### ABOUT THIS EXERCISE
All lines holding the word "woman" should be located in the records and copied.

[Referring expression data]
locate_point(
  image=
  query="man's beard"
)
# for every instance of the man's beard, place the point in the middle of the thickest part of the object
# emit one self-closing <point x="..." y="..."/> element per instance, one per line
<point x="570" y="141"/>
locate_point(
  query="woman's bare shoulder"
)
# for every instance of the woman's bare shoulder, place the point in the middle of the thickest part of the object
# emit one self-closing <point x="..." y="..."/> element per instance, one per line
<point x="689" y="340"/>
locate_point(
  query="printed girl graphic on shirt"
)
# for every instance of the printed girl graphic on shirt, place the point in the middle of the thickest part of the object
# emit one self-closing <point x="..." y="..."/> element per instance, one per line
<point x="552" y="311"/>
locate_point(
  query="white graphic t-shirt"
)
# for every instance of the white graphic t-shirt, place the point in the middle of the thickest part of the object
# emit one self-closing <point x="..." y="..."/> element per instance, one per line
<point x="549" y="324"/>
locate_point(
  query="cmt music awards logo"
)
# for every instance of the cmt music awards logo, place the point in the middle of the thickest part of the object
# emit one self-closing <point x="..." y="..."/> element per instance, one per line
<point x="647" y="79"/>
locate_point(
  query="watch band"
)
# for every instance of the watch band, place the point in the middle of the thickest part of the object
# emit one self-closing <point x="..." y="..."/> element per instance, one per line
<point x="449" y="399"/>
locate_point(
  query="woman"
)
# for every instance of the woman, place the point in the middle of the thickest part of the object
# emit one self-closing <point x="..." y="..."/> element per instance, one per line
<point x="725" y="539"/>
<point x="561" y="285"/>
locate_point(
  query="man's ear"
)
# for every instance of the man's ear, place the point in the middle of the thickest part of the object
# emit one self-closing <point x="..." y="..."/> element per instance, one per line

### ANSWER TO THE PROBLEM
  query="woman's bare shoulder"
# for every instance of the woman's bare shoulder, place the point in the middle of the thickest part of the object
  query="woman"
# for every instance of the woman, place the point in the middle of the thickest part of the object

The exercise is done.